* Instruksi Tertulis 1:
Salin dengan persis bagian teks tentang pembangunan ekonomi dan pelestarian alam yang dibuka dengan kata-kata yang memuat "Selain itu, pertumbuhan" dan ditutup dengan "menjadi masalah bagi masyarakat.".
* Instruksi Tertulis 2:
Lanjutkan teks tentang pembangunan ekonomi dan pelestarian alam, dimulai setelah kalimat terakhir yang tertera.

* Blok Teks:
········
Selain itu, pertumbuhan ekonomi juga secara tidak langsung kerap mendatangkan masalah bagi masyarakat. Sebagaimana diketahui bahwa pertumbuhan ekonomi selalu berkorelasi positif dengan pembangunan infrastruktur pendukung kegiatan perekonomian yang tentu saja membutuhkan lahan. Namun, semakin hari lahan yang tersedia semakin terbatas, akibatnya banyak lahan yang seharusnya diperuntukan sebagai hutan lindung atau sebagai daerah resapan air dialihfungsikan menjadi kawasan perekonomian. Banjir yang ‘rajin’ mengunjungi Jakarta merupakan salah satu contoh akibat alih fungsi daerah resapan air yang menjadi masalah bagi masyarakat.

Setelah mengetahui dampak negatif yang ditimbulkan oleh pembangunan ekonomi yang berkorelasi negatif dengan pelestarian alam, lantas muncul pertanyaan, Bisakah terjadi harmonisasi antara pembangunan ekonomi  dengan pelestarian alam? jawabannya adalah bisa. Dampak negatif dari proses pembangunan ekonomi dapat dicegah salah satunya adalah melalui program pelaksanaan pembangunan ekonomi yang berwawasan lingkungan.
········
* Daftar yang Disediakan:
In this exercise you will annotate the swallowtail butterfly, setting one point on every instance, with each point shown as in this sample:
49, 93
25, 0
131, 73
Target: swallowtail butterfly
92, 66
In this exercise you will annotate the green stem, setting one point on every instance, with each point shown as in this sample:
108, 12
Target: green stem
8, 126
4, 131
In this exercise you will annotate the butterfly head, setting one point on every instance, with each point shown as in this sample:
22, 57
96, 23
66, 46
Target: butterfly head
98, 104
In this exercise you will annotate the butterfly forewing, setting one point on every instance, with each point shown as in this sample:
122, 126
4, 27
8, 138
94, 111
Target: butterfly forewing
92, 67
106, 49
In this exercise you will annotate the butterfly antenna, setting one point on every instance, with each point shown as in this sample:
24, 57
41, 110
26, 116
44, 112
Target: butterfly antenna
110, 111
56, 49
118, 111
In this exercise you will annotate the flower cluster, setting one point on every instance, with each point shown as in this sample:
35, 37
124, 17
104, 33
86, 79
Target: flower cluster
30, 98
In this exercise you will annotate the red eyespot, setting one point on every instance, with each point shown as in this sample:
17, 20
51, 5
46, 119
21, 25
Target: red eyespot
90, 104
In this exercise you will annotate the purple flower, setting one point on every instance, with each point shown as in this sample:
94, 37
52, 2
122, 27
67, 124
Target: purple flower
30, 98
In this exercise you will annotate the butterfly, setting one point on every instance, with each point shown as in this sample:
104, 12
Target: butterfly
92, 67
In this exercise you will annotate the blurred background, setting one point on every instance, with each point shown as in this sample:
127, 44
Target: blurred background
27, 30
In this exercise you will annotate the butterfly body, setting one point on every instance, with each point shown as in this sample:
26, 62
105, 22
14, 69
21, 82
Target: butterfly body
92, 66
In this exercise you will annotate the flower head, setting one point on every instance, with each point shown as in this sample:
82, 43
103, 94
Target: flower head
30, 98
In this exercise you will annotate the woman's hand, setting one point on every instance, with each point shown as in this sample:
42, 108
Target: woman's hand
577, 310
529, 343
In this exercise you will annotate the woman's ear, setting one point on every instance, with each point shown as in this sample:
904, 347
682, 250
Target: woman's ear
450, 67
········
* Jawaban yang Diharapkan 1:
Selain itu, pertumbuhan ekonomi juga secara tidak langsung kerap mendatangkan masalah bagi masyarakat. Sebagaimana diketahui bahwa pertumbuhan ekonomi selalu berkorelasi positif dengan pembangunan infrastruktur pendukung kegiatan perekonomian yang tentu saja membutuhkan lahan. Namun, semakin hari lahan yang tersedia semakin terbatas, akibatnya banyak lahan yang seharusnya diperuntukan sebagai hutan lindung atau sebagai daerah resapan air dialihfungsikan menjadi kawasan perekonomian. Banjir yang ‘rajin’ mengunjungi Jakarta merupakan salah satu contoh akibat alih fungsi daerah resapan air yang menjadi masalah bagi masyarakat.

* Jawaban yang Diharapkan 2:
D. KEBIJAKAN PEMERINTAH TERKAIT PEMBANGUNAN BERWAWASAN LINGKUNGAN

Pemerintah sebagai penanggung jawab terhadap kesejahteraan rakyatnya memiliki tanggung jawab besar dalam upaya memikirkan dan mewujudkan terbentuknya pelestarian lingkungan hidup. Hal-hal yang dilakukan pemerintah antara lain:

  1. Mengeluarkan UU Pokok Agraria No. 5 Tahun 1960 yang mengatur tentang Tata Guna Tanah.
  2. Menerbitkan UU No. 4 Tahun 1982, tentang Ketentuan-ketentuan Pokok Pengelolaan Lingkungan Hidup.
  3. Memberlakukan Peraturan Pemerintah RI No. 24 Tahun 1986, tentang AMDAL (Analisa Mengenai Dampak Lingkungan).
  4. Pada tahun 1991, pemerintah membentuk Badan Pengendalian Lingkungan, dengan tujuan pokoknya :
  • Menanggulangi kasus pencemaran.
  • Mengawasi bahan berbahaya dan beracun (B3).
  • Melakukan penilaian analisis mengenai dampak lingkungan (AMDAL).
  • Pemerintah mencanangkan gerakan menanam sejuta pohon.

E. UPAYA PELESTARIAN LINGKUNGAN HIDUP OLEH MASYARAKAT BERSAMA PEMERINTAH

Sebagai warga negara yang baik, masyarakat harus memiliki kepedulian yang tinggi terhadap kelestarian lingkungan hidup di sekitarnya sesuai dengan kemampuan masing-masing.
Beberapa upaya yang dapat dilakuklan masyarakat berkaitan dengan pelestarian lingkungan hidup antara lain:

1. Pelestarian tanah (tanah datar, lahan miring/perbukitan)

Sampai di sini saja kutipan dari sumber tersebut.